* **Metin alıntısı**

Bir kardeş cerbeze nedir diye sormuştu?
Pek çok manayı içinde barındırır. Birini söyliyeyim.
Mesela, bir milletin bir yıl içinde tükürdüklerini toplayıp dağ haline getirsen ve o milletin ne kadar pislik olduğunu söylemek cerbezedir.
İşte bu misal kardeşim sen aynısının yapıyorsun.
Sevgili kardeşim, bu misale cerbeze demezler ama, senin üslübün da buna müsait, ne yapalım. Böyle bir duruma, birisi, "Yani sen benim nereme sövüyorsun biliyorum ama, buyur, " demiş, tabii ki burası bu işler için doğru yer değil dediler...
Tarikatler ehl-i Kalb'tir. Şeyhinin sözlerini delilsiz kabul ederler.
Evet, tarikat ehli kalbdir. Zikrini kalben yapar, hiç riyasız. Ama bu başka bir şeyden anlamamak asla değil, başka kriterleri görmemek asla değilidir. Peygamberimizin öğrettiği yoldur ve hiç eskimez, en doğrusudur. Ve, yani, afedersiniz ama, sizler şeyhinizin bir dediğini iki mi yapıyorsunuz ki?
Eskide küfür cehaletten ve bedevilikten gelirdi. Alimlerin tamamı dindardı. Hali ile küfrün izalesi kolyadı. Bazen ufak bir cebir söndürmeye kafi idi.
Bu devirde ise küfür fenden ve medeniyetten geliyor. İnsanlar haşre kalben değil aklen inanmak istiyor.
Alakasız bir iddia. Şeytandan akıllısı mı var.
Ehl-i Tarikat kardeşler sarsılmaz bir iman ile haşire kalben inanıyorlar. Hatta haşrin ıspatına aklen yol bulmak imkansız görüyorlar. Kadere teslim olmak lazım, inanıyorlar.
Oysa fenden ve medeniyetten gelen küfür akılını keşfetmiş, asrın insanlarının aklına vuruyor. Kalben haşre inanaların akılını çelerek kalbini kirletiyor.
Tarikat buna mukavemet gösteremez. Zira, fen ve medeniyetle mücehhez insanlar ikna edilir, zorla olmaz.
Bu asrın insanları her şeye akıllarını vurup sorguluyorlar. Onlara "akletme" demek ayete muhalefet olacağına göre. Demek, onların küfrünü ancak akleden insanlar giderebilir.

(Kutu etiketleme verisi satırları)

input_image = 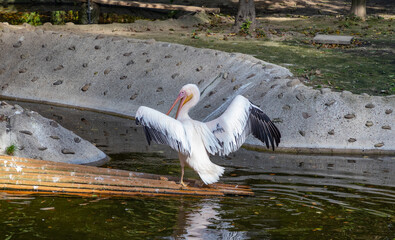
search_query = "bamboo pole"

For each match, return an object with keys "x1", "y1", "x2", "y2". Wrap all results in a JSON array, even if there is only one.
[
  {"x1": 0, "y1": 156, "x2": 253, "y2": 197},
  {"x1": 77, "y1": 0, "x2": 220, "y2": 13}
]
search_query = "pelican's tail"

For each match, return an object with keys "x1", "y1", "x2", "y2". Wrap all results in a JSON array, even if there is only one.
[{"x1": 198, "y1": 162, "x2": 225, "y2": 184}]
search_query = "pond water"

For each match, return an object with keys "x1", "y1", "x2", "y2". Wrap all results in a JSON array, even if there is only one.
[{"x1": 0, "y1": 103, "x2": 395, "y2": 240}]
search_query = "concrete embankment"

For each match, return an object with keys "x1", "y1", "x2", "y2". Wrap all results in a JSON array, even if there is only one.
[
  {"x1": 0, "y1": 102, "x2": 108, "y2": 165},
  {"x1": 0, "y1": 23, "x2": 395, "y2": 153}
]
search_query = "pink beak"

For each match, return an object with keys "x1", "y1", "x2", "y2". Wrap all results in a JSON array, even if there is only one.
[{"x1": 166, "y1": 93, "x2": 186, "y2": 119}]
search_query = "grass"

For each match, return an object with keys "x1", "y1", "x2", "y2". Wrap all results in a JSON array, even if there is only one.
[
  {"x1": 5, "y1": 144, "x2": 17, "y2": 156},
  {"x1": 137, "y1": 16, "x2": 395, "y2": 95}
]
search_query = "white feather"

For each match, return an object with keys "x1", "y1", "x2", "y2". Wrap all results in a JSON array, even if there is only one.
[
  {"x1": 206, "y1": 95, "x2": 251, "y2": 155},
  {"x1": 136, "y1": 106, "x2": 191, "y2": 155},
  {"x1": 136, "y1": 84, "x2": 281, "y2": 184}
]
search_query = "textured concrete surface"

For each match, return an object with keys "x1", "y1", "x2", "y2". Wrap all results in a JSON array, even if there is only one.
[
  {"x1": 0, "y1": 101, "x2": 107, "y2": 165},
  {"x1": 0, "y1": 23, "x2": 395, "y2": 153}
]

* **Görev listesi**
A. Tarikat ve küfür üzerine olan metne göre tarikat, fenden ve medeniyetten gelen küfre neden karşı koyamaz? Bir ila üç cümleyle açıklayın.
B. Kayıtlarda "concrete" dizesini içeren her satırı çıkarın; büyük-küçük harf ayrımı gözetilsin.
Bu kayıtların metinle hiçbir ilgisi yoktur.

* **Sıralı cevaplar**
A. Çünkü fen ve medeniyetle donanmış insanlar ancak ikna edilebilir; onlara zorla bir şey kabul ettirilemez.

B.
search_query = "concrete embankment"
search_query = "textured concrete surface"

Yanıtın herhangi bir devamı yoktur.